What is expected:
Below are the entries; return exactly the line with "Query: leaning tree trunk" and every later line, without anything else.
━━━━━━━━━━
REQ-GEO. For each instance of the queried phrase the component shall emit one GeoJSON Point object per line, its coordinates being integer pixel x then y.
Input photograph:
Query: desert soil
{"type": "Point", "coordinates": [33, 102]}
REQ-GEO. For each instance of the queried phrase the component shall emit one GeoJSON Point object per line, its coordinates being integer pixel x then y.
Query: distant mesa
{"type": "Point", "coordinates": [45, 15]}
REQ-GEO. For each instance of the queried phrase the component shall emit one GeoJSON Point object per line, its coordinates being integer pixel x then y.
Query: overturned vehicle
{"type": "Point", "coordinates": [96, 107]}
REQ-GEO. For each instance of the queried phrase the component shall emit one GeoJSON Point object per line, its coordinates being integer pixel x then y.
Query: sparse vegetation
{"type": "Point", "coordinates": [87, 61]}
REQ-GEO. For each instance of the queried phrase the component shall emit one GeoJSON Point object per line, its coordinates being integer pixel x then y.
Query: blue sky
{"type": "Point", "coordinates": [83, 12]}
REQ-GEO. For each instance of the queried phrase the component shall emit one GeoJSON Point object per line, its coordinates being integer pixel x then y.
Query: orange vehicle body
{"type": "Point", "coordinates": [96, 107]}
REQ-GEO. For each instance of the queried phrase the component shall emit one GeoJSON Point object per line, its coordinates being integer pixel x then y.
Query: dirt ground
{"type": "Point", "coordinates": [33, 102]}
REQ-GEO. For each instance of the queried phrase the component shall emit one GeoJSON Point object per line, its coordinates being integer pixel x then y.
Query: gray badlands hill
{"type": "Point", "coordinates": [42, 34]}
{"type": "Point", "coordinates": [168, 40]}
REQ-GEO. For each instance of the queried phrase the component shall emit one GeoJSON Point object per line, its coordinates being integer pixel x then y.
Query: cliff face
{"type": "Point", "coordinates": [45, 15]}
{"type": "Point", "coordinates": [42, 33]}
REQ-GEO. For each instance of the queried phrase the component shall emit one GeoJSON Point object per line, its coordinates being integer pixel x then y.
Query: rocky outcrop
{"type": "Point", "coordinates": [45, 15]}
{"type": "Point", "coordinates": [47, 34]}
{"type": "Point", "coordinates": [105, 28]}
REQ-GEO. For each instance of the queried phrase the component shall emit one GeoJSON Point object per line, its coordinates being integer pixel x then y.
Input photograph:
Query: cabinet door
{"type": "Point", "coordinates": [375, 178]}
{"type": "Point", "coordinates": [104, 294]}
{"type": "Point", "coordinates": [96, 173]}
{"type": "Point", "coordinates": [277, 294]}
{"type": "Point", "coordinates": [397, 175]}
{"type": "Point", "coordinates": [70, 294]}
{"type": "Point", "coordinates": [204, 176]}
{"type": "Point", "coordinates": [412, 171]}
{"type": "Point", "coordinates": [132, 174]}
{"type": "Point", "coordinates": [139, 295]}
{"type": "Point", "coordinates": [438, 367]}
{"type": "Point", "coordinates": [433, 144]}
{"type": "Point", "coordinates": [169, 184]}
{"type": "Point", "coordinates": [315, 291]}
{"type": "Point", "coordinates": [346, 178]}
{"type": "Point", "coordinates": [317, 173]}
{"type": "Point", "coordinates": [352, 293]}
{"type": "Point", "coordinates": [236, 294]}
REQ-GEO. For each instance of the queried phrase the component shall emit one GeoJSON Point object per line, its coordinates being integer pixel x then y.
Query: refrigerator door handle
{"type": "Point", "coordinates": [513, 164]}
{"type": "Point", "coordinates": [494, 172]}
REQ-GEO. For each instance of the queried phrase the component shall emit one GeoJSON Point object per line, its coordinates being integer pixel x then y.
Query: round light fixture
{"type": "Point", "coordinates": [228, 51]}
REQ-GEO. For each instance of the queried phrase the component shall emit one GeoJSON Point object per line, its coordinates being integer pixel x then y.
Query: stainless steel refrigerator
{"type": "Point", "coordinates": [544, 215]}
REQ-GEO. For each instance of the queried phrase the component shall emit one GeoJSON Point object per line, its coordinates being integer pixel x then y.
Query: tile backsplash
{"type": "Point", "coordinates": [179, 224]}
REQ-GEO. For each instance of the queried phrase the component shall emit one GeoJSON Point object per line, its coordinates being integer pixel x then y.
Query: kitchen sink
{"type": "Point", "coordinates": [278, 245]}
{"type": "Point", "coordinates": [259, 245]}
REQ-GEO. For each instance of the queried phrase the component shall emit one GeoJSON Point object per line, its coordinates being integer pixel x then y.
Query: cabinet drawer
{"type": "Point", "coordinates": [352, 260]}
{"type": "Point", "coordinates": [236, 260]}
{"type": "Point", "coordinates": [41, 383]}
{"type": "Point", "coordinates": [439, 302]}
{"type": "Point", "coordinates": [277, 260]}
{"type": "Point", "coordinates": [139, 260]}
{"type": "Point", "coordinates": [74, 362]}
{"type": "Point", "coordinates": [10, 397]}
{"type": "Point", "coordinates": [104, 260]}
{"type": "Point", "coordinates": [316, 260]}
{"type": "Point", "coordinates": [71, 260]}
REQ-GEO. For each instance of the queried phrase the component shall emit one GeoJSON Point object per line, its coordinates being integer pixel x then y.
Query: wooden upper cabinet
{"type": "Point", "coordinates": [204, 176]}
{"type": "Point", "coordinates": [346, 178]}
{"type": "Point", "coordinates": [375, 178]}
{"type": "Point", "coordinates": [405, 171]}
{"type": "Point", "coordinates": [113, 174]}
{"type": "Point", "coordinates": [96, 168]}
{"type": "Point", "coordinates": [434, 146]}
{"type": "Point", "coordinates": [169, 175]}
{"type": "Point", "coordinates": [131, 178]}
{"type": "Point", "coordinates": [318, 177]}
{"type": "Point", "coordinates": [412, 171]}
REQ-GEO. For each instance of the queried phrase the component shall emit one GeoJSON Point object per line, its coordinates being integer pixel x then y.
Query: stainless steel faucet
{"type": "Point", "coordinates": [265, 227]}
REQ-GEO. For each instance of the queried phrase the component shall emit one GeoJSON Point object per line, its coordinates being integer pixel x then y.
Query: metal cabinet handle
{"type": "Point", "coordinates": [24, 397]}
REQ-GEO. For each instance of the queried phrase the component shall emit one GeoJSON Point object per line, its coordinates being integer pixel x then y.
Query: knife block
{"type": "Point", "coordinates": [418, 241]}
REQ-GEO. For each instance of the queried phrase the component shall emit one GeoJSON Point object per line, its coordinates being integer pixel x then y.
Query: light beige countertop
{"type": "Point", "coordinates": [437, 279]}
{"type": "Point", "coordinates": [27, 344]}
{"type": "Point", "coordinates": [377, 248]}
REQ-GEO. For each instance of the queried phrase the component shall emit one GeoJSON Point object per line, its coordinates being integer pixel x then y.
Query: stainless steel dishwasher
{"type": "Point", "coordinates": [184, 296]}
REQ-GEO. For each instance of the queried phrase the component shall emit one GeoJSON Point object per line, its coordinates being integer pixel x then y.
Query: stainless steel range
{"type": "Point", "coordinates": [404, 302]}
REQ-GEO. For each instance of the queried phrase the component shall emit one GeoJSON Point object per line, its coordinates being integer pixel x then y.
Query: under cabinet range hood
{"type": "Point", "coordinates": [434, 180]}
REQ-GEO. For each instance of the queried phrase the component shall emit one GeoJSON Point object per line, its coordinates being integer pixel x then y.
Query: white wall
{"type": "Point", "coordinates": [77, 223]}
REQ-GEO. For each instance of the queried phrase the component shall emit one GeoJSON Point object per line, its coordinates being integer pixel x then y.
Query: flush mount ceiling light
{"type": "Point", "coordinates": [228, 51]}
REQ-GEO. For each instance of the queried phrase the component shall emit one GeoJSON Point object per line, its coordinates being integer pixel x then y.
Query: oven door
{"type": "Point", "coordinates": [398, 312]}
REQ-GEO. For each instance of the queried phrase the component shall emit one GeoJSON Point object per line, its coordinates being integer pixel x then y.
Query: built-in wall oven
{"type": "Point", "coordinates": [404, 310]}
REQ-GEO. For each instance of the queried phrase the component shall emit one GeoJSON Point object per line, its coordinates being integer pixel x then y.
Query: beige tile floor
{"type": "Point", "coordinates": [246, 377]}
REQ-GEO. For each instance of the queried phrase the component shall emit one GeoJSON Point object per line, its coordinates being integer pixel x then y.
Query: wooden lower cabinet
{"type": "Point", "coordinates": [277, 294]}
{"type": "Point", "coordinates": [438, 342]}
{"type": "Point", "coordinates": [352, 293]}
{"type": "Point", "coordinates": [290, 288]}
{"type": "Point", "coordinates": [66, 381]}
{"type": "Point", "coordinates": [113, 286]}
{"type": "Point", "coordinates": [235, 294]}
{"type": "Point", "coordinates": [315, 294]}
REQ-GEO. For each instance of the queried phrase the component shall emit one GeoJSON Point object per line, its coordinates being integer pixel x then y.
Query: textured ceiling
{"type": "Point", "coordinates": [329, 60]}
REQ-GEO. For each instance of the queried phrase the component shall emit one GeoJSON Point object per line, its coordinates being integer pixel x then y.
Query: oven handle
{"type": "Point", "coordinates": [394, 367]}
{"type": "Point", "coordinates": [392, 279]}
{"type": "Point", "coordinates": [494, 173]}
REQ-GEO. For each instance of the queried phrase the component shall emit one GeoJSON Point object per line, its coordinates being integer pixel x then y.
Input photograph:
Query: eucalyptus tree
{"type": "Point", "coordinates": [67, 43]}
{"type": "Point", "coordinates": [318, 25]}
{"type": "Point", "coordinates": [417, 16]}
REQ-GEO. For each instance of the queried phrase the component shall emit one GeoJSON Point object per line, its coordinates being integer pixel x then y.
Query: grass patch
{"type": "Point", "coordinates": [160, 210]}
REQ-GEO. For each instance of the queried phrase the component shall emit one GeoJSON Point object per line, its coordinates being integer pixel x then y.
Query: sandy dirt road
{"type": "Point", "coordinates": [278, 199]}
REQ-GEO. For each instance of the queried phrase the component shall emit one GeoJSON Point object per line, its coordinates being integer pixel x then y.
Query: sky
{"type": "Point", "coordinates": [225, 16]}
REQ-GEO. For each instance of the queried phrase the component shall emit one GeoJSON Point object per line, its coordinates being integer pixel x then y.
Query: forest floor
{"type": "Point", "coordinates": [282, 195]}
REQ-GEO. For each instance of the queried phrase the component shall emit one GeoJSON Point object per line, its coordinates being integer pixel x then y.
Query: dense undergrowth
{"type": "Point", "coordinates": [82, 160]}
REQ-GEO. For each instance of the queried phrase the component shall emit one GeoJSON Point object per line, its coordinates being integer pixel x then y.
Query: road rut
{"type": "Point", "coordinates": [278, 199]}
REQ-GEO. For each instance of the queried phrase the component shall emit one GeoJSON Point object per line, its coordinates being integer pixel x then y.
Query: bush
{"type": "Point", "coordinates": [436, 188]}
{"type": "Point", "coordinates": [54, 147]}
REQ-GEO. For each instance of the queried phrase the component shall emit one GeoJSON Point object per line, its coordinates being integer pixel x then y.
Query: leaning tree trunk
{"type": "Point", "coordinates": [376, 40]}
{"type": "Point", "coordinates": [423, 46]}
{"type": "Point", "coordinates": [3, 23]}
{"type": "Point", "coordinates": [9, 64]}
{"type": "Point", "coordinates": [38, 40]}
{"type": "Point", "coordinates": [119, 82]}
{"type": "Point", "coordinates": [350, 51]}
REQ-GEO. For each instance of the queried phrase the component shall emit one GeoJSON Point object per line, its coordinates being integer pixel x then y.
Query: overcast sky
━━━━━━━━━━
Exercise answer:
Query: leaning tree trunk
{"type": "Point", "coordinates": [376, 40]}
{"type": "Point", "coordinates": [423, 46]}
{"type": "Point", "coordinates": [3, 23]}
{"type": "Point", "coordinates": [9, 64]}
{"type": "Point", "coordinates": [38, 40]}
{"type": "Point", "coordinates": [119, 82]}
{"type": "Point", "coordinates": [350, 51]}
REQ-GEO. For each instance of the queried phrase the component shall emit one GeoJSON Point object per line, its coordinates being integer pixel x then y.
Query: overcast sky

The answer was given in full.